WHAT YOU NEED TO DO: Repeat each of the rows below word for word, from the first to the last.

THE RECORDS:
--------------------------------------------------

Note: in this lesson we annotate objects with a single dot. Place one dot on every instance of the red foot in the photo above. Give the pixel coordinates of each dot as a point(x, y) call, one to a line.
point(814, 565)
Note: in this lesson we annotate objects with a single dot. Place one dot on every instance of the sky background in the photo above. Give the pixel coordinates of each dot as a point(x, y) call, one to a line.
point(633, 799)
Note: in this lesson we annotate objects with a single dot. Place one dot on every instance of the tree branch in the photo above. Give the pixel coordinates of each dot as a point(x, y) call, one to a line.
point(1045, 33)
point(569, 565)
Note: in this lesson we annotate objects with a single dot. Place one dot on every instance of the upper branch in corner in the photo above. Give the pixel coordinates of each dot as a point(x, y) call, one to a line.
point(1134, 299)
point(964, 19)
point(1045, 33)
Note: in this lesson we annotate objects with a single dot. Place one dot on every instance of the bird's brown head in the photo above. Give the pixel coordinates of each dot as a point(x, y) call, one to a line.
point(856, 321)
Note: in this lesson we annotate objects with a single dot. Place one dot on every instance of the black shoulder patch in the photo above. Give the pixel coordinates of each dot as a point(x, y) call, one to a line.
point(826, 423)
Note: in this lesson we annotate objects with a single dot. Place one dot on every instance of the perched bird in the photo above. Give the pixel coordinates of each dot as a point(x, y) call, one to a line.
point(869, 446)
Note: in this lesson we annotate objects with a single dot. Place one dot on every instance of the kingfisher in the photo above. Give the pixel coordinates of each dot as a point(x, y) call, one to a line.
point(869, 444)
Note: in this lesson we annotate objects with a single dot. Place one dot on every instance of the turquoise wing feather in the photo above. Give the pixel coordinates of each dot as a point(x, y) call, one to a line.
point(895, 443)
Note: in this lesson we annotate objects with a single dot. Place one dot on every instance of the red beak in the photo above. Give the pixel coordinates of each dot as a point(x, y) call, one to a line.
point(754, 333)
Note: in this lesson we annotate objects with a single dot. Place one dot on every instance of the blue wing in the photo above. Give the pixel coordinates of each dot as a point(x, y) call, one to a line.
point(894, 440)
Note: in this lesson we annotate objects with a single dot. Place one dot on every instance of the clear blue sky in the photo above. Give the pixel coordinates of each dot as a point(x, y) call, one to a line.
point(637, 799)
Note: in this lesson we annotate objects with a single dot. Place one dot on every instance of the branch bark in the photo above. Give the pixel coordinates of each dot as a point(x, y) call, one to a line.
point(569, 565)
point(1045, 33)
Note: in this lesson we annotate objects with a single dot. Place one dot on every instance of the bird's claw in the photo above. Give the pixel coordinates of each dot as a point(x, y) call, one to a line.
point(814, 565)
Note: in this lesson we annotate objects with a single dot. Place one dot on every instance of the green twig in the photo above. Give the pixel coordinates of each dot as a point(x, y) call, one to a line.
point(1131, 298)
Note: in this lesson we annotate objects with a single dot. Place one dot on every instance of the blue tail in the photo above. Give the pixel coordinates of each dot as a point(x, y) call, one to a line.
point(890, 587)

--------------------------------------------------

COMPLETE OUTPUT:
Note: in this lesson we annotate objects with a single dot. Place one dot on every instance of the red foot in the photo above. Give the pixel coordinates of each dot as a point(x, y) call, one to a line.
point(814, 565)
Note: in this lesson we annotate objects with a single dot. Place one dot on every instance of the sky background in the photo above. Give the pixel coordinates of each dot as a point(x, y) call, one to a line.
point(633, 799)
Note: in this lesson we annotate objects with a single dot. Place one dot on every instance of the tree branch in the photo above. Give the pixel coordinates of each dot as a point(x, y) call, one to a line.
point(1045, 33)
point(569, 565)
Note: in this lesson we annotate objects with a single dot. Place one dot on every instance of the upper branch in corner in the photo above. Give the pixel coordinates of each dot as a point(x, y) call, one to a line.
point(1134, 299)
point(964, 19)
point(1045, 33)
Note: in this lesson we annotate objects with a single dot. Place one dot on every instance of the bird's brown head in the photo above. Give the pixel coordinates of each dot as a point(x, y) call, one to a line.
point(856, 321)
Note: in this lesson we annotate objects with a single dot. Place one dot on every instance of the black shoulder patch in the photo above. Give the pixel coordinates of each dot as a point(x, y) call, one to a line.
point(826, 423)
Note: in this lesson we annotate objects with a single dot. Place one dot on every instance of the perched bird in the photo above. Give the pixel coordinates of each dot as a point(x, y) call, one to a line.
point(869, 446)
Note: in this lesson we annotate objects with a single dot. Place one dot on every instance of the kingfisher in the photo above. Give the pixel coordinates of each dot as a point(x, y) call, one to a line.
point(869, 444)
Note: in this lesson we annotate objects with a single dot. Place one dot on every instance of the turquoise wing feather in the photo above. Give the pixel coordinates of each dot as a point(x, y) call, one to a line.
point(895, 443)
Note: in this lesson we annotate objects with a single dot. Place one dot on every instance of the red beak in the photo above. Give the pixel coordinates of each dot as a point(x, y) call, one to a line.
point(754, 333)
Note: in this lesson we annotate objects with a single dot. Place one dot on every instance of the blue wing in the photo above. Give the pixel coordinates of each dot as a point(x, y) call, one to a line.
point(894, 440)
Note: in this lesson we annotate objects with a single dot. Place one dot on every instance of the clear blue sky in the photo above. Give the pixel coordinates of each dot as a point(x, y) call, one to a line.
point(637, 799)
Note: in this lesson we annotate objects with a single dot. Place one dot on every instance of the branch bark in the photo above. Give the pixel coordinates of each dot as a point(x, y) call, one to a line.
point(569, 565)
point(1045, 33)
Note: in this lesson we annotate objects with a single dot. Place one dot on every instance of the bird's claw in the photo above. Give the pixel coordinates of each dot as a point(x, y) call, one to a line.
point(814, 565)
Note: in this lesson we annotate objects with a single dot. Place one dot on every instance of the green twig in the photo above. Give the pixel coordinates of each dot as a point(x, y) call, one to a line.
point(1131, 298)
Note: in this lesson we annotate objects with a single dot. Place one dot on every instance of the blue tail in the photo above. Give the pixel coordinates of each dot as a point(x, y) call, one to a line.
point(890, 587)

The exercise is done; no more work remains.